Document excerpt:
Professor Samuel Gellman has been elected to the National Academy of Sciences, the organization announced this Tuesday.
Membership in the academy is one of the highest honors conferred on American scientists and engineers. The 151-year-old private organization was founded through an act of Congress signed by President Abraham Lincoln. Members of the academy has included Albert Einstein, Robert Oppenheimer, Thomas Edison, Orville Wright, and Alexander Graham Bell. Each year, new fellows are elected in recognition of their distinguished and continuing achievements in original research.
Gellman, the Ralph F. Hirschman Professor of Chemistry, joined the UW-Madison faculty in 1987. The Gellman research group works to reveal the ways proteins fold into the intricate shapes that make them valuable and productive in specific cellular processes. They have developed a new family of chemical agents — called amphiphiles — to remove cellular proteins for study. Other research efforts include the synthesis of new molecules to serve specific purposes, such as hybrid amino acids designed to interrupt the chemical communication between viruses and host cells.
Gellman will be inducted into the academy next April at the 150th annual meeting in Washington, D.C. Other academy members in the Department of Chemistry include professors Laura Kiessling, Charles Casey, James Skinner, Lawrence Dahl, and Fleming Crim.

Data extract:

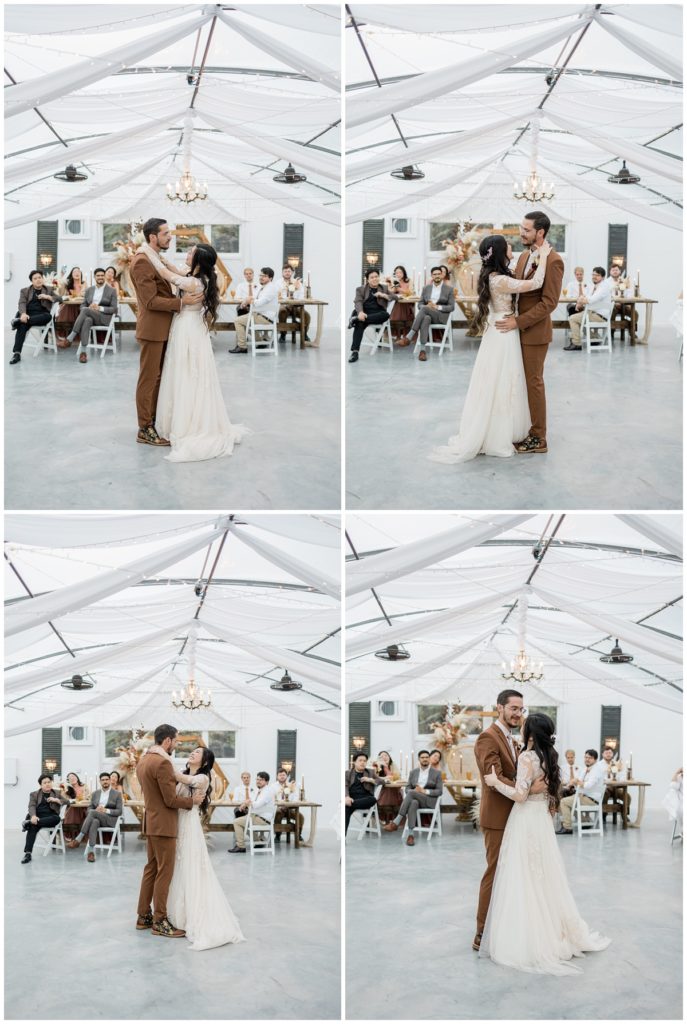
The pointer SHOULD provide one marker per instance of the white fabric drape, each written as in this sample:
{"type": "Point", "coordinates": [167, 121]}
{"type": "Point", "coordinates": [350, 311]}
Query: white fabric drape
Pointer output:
{"type": "Point", "coordinates": [623, 201]}
{"type": "Point", "coordinates": [639, 636]}
{"type": "Point", "coordinates": [408, 558]}
{"type": "Point", "coordinates": [641, 47]}
{"type": "Point", "coordinates": [299, 60]}
{"type": "Point", "coordinates": [621, 148]}
{"type": "Point", "coordinates": [58, 83]}
{"type": "Point", "coordinates": [369, 104]}
{"type": "Point", "coordinates": [656, 529]}
{"type": "Point", "coordinates": [77, 201]}
{"type": "Point", "coordinates": [319, 672]}
{"type": "Point", "coordinates": [310, 574]}
{"type": "Point", "coordinates": [35, 610]}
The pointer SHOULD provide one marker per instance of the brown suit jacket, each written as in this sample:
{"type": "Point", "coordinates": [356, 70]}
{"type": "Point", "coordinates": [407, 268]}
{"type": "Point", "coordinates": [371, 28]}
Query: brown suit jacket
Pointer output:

What you are asked to do:
Transcribe the passage of the Gellman election announcement, starting at "Membership in the" and ending at "in original research.".

Your solution:
Membership in the academy is one of the highest honors conferred on American scientists and engineers. The 151-year-old private organization was founded through an act of Congress signed by President Abraham Lincoln. Members of the academy has included Albert Einstein, Robert Oppenheimer, Thomas Edison, Orville Wright, and Alexander Graham Bell. Each year, new fellows are elected in recognition of their distinguished and continuing achievements in original research.